### PROBLEM TO SOLVE
Every entry must come back exactly as it was written.

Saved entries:

━━━━━━

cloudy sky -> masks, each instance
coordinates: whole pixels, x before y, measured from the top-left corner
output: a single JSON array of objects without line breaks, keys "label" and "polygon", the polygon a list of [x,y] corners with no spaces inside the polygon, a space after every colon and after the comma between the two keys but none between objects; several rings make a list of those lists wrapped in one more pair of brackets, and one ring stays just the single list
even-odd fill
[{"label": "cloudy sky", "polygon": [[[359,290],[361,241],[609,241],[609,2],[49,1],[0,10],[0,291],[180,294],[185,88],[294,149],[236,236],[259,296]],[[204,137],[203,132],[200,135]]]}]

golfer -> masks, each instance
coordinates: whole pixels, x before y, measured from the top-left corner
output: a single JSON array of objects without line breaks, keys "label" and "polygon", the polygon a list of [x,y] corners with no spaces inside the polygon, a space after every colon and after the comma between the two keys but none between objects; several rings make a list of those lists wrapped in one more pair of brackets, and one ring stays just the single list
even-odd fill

━━━━━━

### RESULT BELOW
cloudy sky -> masks, each instance
coordinates: whole pixels, x before y, measured from the top-left corner
output: a single JSON array of objects without line breaks, keys "label" and "polygon", the polygon a list of [x,y] corners with no spaces inside the polygon, a space after every colon and after the comma between the two keys but none between objects; several rings make a list of those lists wrapped in one more pair of brackets, and one ring stays just the single list
even-odd fill
[{"label": "cloudy sky", "polygon": [[[359,290],[361,241],[609,241],[609,2],[49,1],[0,10],[0,291],[180,294],[185,88],[294,149],[236,236],[259,296]],[[204,137],[203,132],[200,135]]]}]

golfer -> masks, each instance
coordinates: whole pixels, x before y, measured from the top-left corner
output: a single JSON array of objects without line breaks, keys "label" and "polygon", the polygon a list of [x,y] corners with no spaces inside the polygon, a space after every colon and after the comma between the two keys but none between objects; several rings make a list of those lists wrapped in one more pair of brackets, and one ring stays just the single list
even-odd fill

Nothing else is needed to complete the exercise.